◆ Excerpted passage
####
What getting a degree in Educational Leadership & Policy Analysis has done for me

I sometimes surprise people by telling them that I have five degrees total: 2 BAs, 2 MAs, and a PhD. They often wonder what the "other" MA is in, since one is clearly in sociology. 

The answer is "Educational Leadership and Policy Analysis" which is a very fancy phrase for higher education administration. My particular focus was on student affairs, which means that I spent a lot of time thinking about student development, and learning student development theory in addition to organizational behavior and the history of higher education. 

It turns out that nearly all of this is useful in my current work coordinating a sequence of two, never-taught-before courses on the ethics of care. We are placing students in fieldwork sites, teaching them qualitative research methods (sociology here) and we are asking them to create proposals for on-campus projects that might apply what they have learned about caring and care theory. This is where the student affairs part comes in. I can say some things about where students are developmentally, and the kinds of student affairs professionals that might be able to speak to the issues students raise in their proposed projects. And because I taught in a liberal arts college whose students are not unlike those at Vanderbilt, I can speak with some authority on student cultures.

All this to say: the detours aren't distractions from your goal, they are the journey towards your goals. 

Clinical Ethics, the normative, and the sociologist

In my new role as clinical ethics trainee, I've been reading a lot about normative theory, or ethical theory. That is, theories that answer the question: how do we determine what is right? 

Mostly, sociologists studiously avoid this question, as we are taught that sociology is not a normative discipline, but rather an empirical one that has to do with creating theories that explain real things that happen when people do whatever it is that they do. 

Simply put, what is "right" and what is "wrong" are not valid considerations for the sociologist, because sociology simply describes what "is" and the social forces that made it so.
####
◆ Information given
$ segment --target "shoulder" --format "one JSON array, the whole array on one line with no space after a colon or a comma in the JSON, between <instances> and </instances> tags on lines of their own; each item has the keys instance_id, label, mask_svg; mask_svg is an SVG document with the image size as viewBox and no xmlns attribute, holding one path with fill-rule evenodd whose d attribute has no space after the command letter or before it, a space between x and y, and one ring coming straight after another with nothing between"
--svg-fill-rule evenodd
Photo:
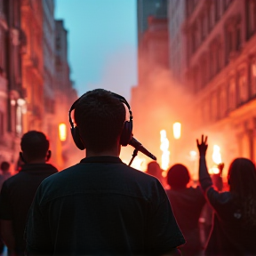
<instances>
[{"instance_id":1,"label":"shoulder","mask_svg":"<svg viewBox=\"0 0 256 256\"><path fill-rule=\"evenodd\" d=\"M209 201L215 201L219 204L226 204L233 198L230 192L218 192L212 187L209 188L206 191L206 196Z\"/></svg>"},{"instance_id":2,"label":"shoulder","mask_svg":"<svg viewBox=\"0 0 256 256\"><path fill-rule=\"evenodd\" d=\"M23 173L20 173L20 172L13 175L13 176L11 176L10 178L8 178L7 180L4 180L3 187L9 188L12 186L16 186L17 183L20 183L22 176L23 176Z\"/></svg>"}]
</instances>

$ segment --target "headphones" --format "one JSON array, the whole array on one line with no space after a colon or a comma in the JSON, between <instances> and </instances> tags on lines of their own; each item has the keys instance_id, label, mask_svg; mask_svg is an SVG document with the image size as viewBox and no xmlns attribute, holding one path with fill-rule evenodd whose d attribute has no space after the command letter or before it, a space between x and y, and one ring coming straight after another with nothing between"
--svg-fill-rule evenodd
<instances>
[{"instance_id":1,"label":"headphones","mask_svg":"<svg viewBox=\"0 0 256 256\"><path fill-rule=\"evenodd\" d=\"M131 107L129 105L129 103L127 102L127 100L121 95L118 95L116 93L111 92L111 95L116 99L118 99L121 102L123 102L129 109L129 113L130 113L130 120L129 121L125 121L124 124L124 127L123 127L123 131L122 131L122 134L120 137L120 144L122 146L127 146L132 137L132 113L131 110ZM86 92L84 94L83 94L80 98L78 98L70 107L69 112L68 112L68 116L69 116L69 124L71 125L70 131L71 131L71 134L72 134L72 138L73 140L76 144L76 146L80 149L80 150L84 150L85 149L85 147L81 140L81 136L79 134L79 130L77 126L75 126L72 118L71 118L71 112L76 109L76 106L78 103L78 101L80 100L80 99L85 95ZM126 112L126 111L125 111Z\"/></svg>"},{"instance_id":2,"label":"headphones","mask_svg":"<svg viewBox=\"0 0 256 256\"><path fill-rule=\"evenodd\" d=\"M49 161L49 159L51 158L51 156L52 156L52 151L48 150L47 154L46 154L46 156L45 156L45 162ZM24 164L28 164L27 160L24 158L24 156L23 156L22 152L20 152L20 158Z\"/></svg>"}]
</instances>

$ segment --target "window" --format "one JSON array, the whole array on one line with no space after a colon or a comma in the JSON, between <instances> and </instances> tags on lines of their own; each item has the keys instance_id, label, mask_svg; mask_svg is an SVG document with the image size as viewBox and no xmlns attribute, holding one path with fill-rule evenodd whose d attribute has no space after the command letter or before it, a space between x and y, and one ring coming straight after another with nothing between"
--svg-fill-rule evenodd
####
◆ Requirement A
What does the blog excerpt say the author learned in the Educational Leadership and Policy Analysis program? List each item.
◆ Requirement B
Answer these questions from the blog excerpt, one line each:
(i) How many degrees does the author hold in total?
(ii) Which university's students are compared with those of the liberal arts college where the author taught?
(iii) What is the author's new role?
◆ Requirement C
Reproduce the blog excerpt verbatim from "It turns out" up to and including "on student cultures.".
The records are not needed for any of this.

◆ Written answer A
- Student development theory
- Organizational behavior
- The history of higher education

◆ Written answer B
(i) Five
(ii) Vanderbilt
(iii) Clinical ethics trainee

◆ Written answer C
It turns out that nearly all of this is useful in my current work coordinating a sequence of two, never-taught-before courses on the ethics of care. We are placing students in fieldwork sites, teaching them qualitative research methods (sociology here) and we are asking them to create proposals for on-campus projects that might apply what they have learned about caring and care theory. This is where the student affairs part comes in. I can say some things about where students are developmentally, and the kinds of student affairs professionals that might be able to speak to the issues students raise in their proposed projects. And because I taught in a liberal arts college whose students are not unlike those at Vanderbilt, I can speak with some authority on student cultures.